## Material to process
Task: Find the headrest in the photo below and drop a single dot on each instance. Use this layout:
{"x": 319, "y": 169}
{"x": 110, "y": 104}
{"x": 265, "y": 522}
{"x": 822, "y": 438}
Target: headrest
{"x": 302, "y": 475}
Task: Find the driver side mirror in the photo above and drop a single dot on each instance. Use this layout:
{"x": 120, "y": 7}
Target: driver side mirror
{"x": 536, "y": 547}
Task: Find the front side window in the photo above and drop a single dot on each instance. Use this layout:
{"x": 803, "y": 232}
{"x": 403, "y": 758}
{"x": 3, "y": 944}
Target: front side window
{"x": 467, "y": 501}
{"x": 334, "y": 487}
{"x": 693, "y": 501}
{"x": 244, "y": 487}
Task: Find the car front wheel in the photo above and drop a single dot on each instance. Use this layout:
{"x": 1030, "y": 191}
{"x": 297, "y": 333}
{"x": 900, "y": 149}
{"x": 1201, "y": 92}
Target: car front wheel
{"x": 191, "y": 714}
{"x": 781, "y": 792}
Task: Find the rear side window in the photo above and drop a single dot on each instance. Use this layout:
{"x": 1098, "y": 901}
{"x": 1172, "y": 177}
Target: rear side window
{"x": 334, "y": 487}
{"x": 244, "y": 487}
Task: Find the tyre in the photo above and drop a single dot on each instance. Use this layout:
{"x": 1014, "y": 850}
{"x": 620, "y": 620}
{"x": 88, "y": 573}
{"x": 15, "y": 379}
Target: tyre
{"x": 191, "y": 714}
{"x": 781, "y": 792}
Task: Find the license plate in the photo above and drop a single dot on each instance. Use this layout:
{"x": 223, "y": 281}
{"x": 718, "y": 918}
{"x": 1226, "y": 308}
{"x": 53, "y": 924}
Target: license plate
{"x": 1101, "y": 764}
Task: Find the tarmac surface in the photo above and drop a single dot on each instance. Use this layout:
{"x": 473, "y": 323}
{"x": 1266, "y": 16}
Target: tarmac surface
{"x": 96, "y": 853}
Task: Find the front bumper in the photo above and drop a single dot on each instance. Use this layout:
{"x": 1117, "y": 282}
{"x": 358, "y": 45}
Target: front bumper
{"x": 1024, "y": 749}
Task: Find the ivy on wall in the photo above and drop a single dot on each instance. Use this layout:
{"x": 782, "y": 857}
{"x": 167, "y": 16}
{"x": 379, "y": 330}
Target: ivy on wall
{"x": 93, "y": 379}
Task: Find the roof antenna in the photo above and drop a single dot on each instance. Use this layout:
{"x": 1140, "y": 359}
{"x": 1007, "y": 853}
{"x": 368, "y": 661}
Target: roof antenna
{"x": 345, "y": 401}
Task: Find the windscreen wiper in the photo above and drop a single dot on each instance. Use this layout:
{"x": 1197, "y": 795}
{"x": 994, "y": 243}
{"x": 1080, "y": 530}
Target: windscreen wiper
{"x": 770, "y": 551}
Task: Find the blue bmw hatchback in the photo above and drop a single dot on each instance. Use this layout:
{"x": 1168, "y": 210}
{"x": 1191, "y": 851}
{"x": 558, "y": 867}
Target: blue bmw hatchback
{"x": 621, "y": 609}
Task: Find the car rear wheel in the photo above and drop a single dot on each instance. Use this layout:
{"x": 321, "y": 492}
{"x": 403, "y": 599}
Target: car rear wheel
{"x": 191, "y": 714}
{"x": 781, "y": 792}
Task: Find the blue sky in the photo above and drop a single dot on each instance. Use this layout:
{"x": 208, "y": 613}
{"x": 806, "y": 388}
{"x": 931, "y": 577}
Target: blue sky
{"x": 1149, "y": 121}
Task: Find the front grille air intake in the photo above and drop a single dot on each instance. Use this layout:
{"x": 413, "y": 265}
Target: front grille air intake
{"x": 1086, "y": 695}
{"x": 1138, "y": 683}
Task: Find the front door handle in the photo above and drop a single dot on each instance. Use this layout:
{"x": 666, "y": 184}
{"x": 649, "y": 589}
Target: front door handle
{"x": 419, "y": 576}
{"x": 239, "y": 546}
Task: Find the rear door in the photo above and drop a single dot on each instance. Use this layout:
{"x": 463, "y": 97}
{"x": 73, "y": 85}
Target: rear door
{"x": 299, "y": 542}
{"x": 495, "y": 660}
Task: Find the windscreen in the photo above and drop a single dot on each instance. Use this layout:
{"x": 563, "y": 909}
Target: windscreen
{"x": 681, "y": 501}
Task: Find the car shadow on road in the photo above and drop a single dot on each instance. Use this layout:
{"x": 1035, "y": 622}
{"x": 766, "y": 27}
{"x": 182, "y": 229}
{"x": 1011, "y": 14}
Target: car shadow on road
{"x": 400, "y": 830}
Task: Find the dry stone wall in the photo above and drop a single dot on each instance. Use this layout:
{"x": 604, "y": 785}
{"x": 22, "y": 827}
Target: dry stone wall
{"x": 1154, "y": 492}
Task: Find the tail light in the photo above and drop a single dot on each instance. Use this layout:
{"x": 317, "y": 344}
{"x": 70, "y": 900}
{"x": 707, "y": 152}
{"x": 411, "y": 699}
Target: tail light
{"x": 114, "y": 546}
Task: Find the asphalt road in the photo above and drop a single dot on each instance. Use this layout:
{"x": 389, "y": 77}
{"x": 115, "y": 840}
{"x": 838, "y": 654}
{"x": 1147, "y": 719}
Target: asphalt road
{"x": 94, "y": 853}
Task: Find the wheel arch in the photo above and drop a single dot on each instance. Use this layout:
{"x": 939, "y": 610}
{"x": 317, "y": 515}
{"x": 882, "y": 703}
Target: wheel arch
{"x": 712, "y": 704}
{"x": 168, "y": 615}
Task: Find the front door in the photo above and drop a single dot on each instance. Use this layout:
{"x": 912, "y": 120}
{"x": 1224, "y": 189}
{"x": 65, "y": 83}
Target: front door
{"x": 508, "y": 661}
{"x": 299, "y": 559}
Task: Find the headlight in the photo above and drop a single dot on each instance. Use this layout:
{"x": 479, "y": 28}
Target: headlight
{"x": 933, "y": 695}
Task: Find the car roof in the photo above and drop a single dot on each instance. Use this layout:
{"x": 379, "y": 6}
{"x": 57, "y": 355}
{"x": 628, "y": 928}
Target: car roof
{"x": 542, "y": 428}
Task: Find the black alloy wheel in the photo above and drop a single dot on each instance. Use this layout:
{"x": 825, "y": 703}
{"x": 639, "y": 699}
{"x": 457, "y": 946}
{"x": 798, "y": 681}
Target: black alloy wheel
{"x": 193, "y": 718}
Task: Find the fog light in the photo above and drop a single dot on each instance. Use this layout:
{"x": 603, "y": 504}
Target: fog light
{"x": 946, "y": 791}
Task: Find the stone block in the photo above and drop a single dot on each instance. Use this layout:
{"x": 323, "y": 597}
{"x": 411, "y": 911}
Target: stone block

## Exercise
Repeat the entries above exactly, leaving nothing out.

## Exercise response
Task: Find the headrest in the photo below and drop a single dot on each instance. Use this layout:
{"x": 319, "y": 169}
{"x": 110, "y": 104}
{"x": 265, "y": 522}
{"x": 822, "y": 438}
Target: headrest
{"x": 302, "y": 475}
Task: Find the driver side mirror in the photo above and drop a single dot on each instance. Use this layout:
{"x": 120, "y": 7}
Target: driver side mirror
{"x": 536, "y": 547}
Task: Find the front side window in the photo above and drop a single dot on each instance. Use this layout:
{"x": 803, "y": 232}
{"x": 403, "y": 758}
{"x": 3, "y": 944}
Target: front side window
{"x": 467, "y": 501}
{"x": 334, "y": 487}
{"x": 693, "y": 501}
{"x": 244, "y": 487}
Task: Find the car front wheel in the photo above and drop a single dot on each instance. Use this layout:
{"x": 1030, "y": 191}
{"x": 297, "y": 333}
{"x": 900, "y": 149}
{"x": 1201, "y": 92}
Target: car front wheel
{"x": 191, "y": 714}
{"x": 781, "y": 792}
Task: Find the rear side window in the photo above and drop a single dot on each instance. Use this layout:
{"x": 1098, "y": 901}
{"x": 1172, "y": 177}
Target: rear side window
{"x": 334, "y": 487}
{"x": 244, "y": 487}
Task: Find the tyre in the photo above and drop a single dot on each instance. Use this layout:
{"x": 1014, "y": 850}
{"x": 620, "y": 620}
{"x": 88, "y": 573}
{"x": 15, "y": 379}
Target: tyre
{"x": 191, "y": 714}
{"x": 781, "y": 792}
Task: Find the license plate in the photo above and drop a single dot on each instance. Use this layout:
{"x": 223, "y": 281}
{"x": 718, "y": 918}
{"x": 1226, "y": 308}
{"x": 53, "y": 924}
Target: license plate
{"x": 1101, "y": 764}
Task: Find the tarmac surface in the photo above and drop a single dot on each instance. Use this layout:
{"x": 473, "y": 323}
{"x": 1266, "y": 16}
Target: tarmac surface
{"x": 96, "y": 853}
Task: Find the front bumper in the photo above and drop a single dot on each instance. Use this layout:
{"x": 1117, "y": 282}
{"x": 358, "y": 45}
Target: front bumper
{"x": 1024, "y": 749}
Task: Find the ivy on wall in the photo above and drop a single dot on each instance. Use this layout:
{"x": 782, "y": 857}
{"x": 167, "y": 16}
{"x": 379, "y": 330}
Target: ivy on wall
{"x": 93, "y": 379}
Task: Find the roof antenna in the photo above and drop a single dot on each instance. Use this layout:
{"x": 1140, "y": 359}
{"x": 1007, "y": 853}
{"x": 368, "y": 661}
Target: roof antenna
{"x": 345, "y": 401}
Task: Find the windscreen wiper in the photo above and drop a single dot on each instance. Use this layout:
{"x": 1197, "y": 795}
{"x": 994, "y": 243}
{"x": 1080, "y": 530}
Target: windscreen wiper
{"x": 770, "y": 551}
Task: Find the blue bmw hatchback in the photo above and drop a single dot on each instance. Use this layout:
{"x": 1168, "y": 210}
{"x": 1191, "y": 851}
{"x": 558, "y": 867}
Target: blue bmw hatchback
{"x": 621, "y": 609}
Task: Find the car rear wheel in the photo above and drop a single dot on each instance. Use this layout:
{"x": 321, "y": 492}
{"x": 403, "y": 599}
Target: car rear wheel
{"x": 191, "y": 714}
{"x": 781, "y": 792}
Task: Find the blue sky in the photo above and drop a single dot on each instance. Use this layout:
{"x": 208, "y": 613}
{"x": 806, "y": 388}
{"x": 931, "y": 577}
Target: blue sky
{"x": 1149, "y": 121}
Task: Find the front grille air intake in the photo above and drop a single dot on each instance. Use this layout:
{"x": 413, "y": 265}
Target: front grille air intake
{"x": 1086, "y": 695}
{"x": 1138, "y": 683}
Task: Find the front door handle in the photo above and drop a single dot on each instance. Use this layout:
{"x": 666, "y": 184}
{"x": 649, "y": 589}
Target: front door handle
{"x": 419, "y": 576}
{"x": 239, "y": 546}
Task: Find the rear door in the photo above and drop a single dot on each instance. Use this layout:
{"x": 463, "y": 97}
{"x": 73, "y": 85}
Target: rear door
{"x": 299, "y": 542}
{"x": 495, "y": 660}
Task: Find the windscreen in the photo above and drop a single dot on each instance. Use this layout:
{"x": 563, "y": 909}
Target: windscreen
{"x": 681, "y": 501}
Task: Find the car shadow on road in the photo above and drop a single dot on each instance. Use this layout:
{"x": 1035, "y": 622}
{"x": 766, "y": 27}
{"x": 182, "y": 229}
{"x": 1011, "y": 14}
Target: car shadow on road
{"x": 400, "y": 830}
Task: Find the dry stone wall in the photo above and drop a single dot on each instance. Use this layout:
{"x": 604, "y": 785}
{"x": 22, "y": 827}
Target: dry stone wall
{"x": 1154, "y": 492}
Task: Find the tail light in the photo above and drop a single dot on each instance. Use this layout:
{"x": 317, "y": 344}
{"x": 70, "y": 900}
{"x": 707, "y": 152}
{"x": 411, "y": 699}
Target: tail light
{"x": 114, "y": 546}
Task: Find the asphalt road in the photo above and drop a single dot on each instance. Use this layout:
{"x": 389, "y": 77}
{"x": 115, "y": 840}
{"x": 838, "y": 654}
{"x": 1147, "y": 719}
Target: asphalt road
{"x": 94, "y": 853}
Task: Find the wheel arch in the photo above and drop a single dot on each instance. Use this layout:
{"x": 939, "y": 610}
{"x": 317, "y": 515}
{"x": 882, "y": 703}
Target: wheel arch
{"x": 712, "y": 704}
{"x": 168, "y": 615}
Task: Find the front door in the photo above and drop a single dot on each instance. Use this layout:
{"x": 912, "y": 120}
{"x": 1224, "y": 189}
{"x": 65, "y": 83}
Target: front door
{"x": 508, "y": 661}
{"x": 299, "y": 559}
Task: Find the headlight in the photo above and drop a single dot on each instance. Use this layout:
{"x": 479, "y": 28}
Target: headlight
{"x": 933, "y": 695}
Task: Find the car roof in the photo above and drop a single dot on each instance. Use this layout:
{"x": 379, "y": 6}
{"x": 57, "y": 355}
{"x": 628, "y": 928}
Target: car roof
{"x": 542, "y": 428}
Task: Find the black alloy wheel in the photo above and drop a single dot on each instance. Use this layout:
{"x": 825, "y": 703}
{"x": 639, "y": 699}
{"x": 457, "y": 946}
{"x": 798, "y": 681}
Target: black alloy wheel
{"x": 193, "y": 718}
Task: Find the fog light in the photo above and drop a single dot on each instance. Use this layout:
{"x": 603, "y": 504}
Target: fog light
{"x": 946, "y": 791}
Task: Find the stone block in the photo above and drop a single dot on each instance. Use this layout:
{"x": 323, "y": 597}
{"x": 411, "y": 911}
Target: stone block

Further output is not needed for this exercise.